[Work instructions]
Start with the first line of the material. Repeat each line exactly through the one that contains "Sample: <point>109,230</point>".
------------
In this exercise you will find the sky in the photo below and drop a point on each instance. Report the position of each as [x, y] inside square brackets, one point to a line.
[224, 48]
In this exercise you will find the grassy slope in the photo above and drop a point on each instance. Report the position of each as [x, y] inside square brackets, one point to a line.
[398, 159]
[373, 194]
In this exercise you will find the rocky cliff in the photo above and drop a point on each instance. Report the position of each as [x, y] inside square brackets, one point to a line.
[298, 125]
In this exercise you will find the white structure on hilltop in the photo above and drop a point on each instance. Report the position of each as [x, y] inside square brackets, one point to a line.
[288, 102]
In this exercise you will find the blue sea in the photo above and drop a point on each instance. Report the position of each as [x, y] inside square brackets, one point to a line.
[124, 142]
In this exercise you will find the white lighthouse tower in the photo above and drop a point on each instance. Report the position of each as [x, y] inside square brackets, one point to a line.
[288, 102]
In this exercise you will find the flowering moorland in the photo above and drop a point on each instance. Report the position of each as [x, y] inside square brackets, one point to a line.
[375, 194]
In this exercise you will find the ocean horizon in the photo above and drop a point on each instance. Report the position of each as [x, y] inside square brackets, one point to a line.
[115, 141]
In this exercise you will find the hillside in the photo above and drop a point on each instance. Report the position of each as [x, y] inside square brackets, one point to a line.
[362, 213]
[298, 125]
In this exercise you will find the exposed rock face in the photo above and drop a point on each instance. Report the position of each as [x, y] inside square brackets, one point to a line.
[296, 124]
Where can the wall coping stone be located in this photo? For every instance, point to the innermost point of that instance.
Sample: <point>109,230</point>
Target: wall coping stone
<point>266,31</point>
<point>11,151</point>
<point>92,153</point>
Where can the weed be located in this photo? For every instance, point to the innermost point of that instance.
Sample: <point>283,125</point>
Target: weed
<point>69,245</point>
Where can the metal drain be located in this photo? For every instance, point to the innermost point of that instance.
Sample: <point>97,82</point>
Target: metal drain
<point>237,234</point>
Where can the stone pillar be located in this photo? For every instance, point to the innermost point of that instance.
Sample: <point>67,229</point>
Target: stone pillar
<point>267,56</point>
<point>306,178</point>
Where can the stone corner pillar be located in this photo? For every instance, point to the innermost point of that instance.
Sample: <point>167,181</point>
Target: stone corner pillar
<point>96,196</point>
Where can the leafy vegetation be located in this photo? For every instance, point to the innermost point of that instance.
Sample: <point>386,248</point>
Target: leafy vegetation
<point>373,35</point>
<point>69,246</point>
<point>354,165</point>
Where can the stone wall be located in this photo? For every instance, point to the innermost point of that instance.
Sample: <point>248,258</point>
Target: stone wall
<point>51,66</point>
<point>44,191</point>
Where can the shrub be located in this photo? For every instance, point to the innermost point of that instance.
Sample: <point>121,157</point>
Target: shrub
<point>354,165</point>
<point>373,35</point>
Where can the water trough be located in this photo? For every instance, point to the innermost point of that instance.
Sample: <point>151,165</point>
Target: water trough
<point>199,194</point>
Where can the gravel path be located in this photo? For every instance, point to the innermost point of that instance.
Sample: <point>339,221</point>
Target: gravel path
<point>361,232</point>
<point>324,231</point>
------------
[Completed task]
In this exercise you will find the sky in the photo below and drop a point on each instance. Report the position of each as [x, y] inside square brackets, one point to a line.
[224, 48]
In this exercise you will find the grassy slope in the photo above and drop a point on each instance. Report the position of each as [x, y] inside square brackets, one point to a line.
[398, 159]
[373, 194]
In this exercise you will find the rocky cliff in the photo above and drop a point on each instance. Report the position of each as [x, y] inside square brackets, one point to a line.
[298, 125]
In this exercise you will find the white structure on hilltop in the photo above and drop a point on each instance. Report the position of each as [x, y] inside square brackets, one point to a line.
[288, 102]
In this exercise you will find the blue sea in the photo above and drop a point on each instance. Report the position of each as [x, y] inside square brackets, one point to a line.
[124, 142]
In this exercise you will find the white lighthouse tower in the photo above and drop a point on each instance. Report the position of each as [x, y] inside square brackets, one point to a line.
[288, 102]
In this exercise you will find the flowering moorland in the photo above and drop a point on each instance. Report the position of each as [x, y] inside square brackets, one point to a line.
[375, 194]
In this exercise you will find the ocean horizon in the photo above and drop a point on each instance. Report the position of each as [x, y] inside square brackets, one point to a line.
[115, 141]
In this exercise you will find the hillside in the photo above and drop a point on each instance. Report the position of each as [x, y] inside square brackets, one point to a line.
[362, 213]
[298, 125]
In this exercise you will find the exposed rock face in the photo above and drop a point on each instance. Report the position of each as [x, y] inside square brackets, one point to a line.
[296, 124]
Where can the wall coping stone be located in this photo? For every instance, point to the innermost point of that instance.
Sample: <point>109,230</point>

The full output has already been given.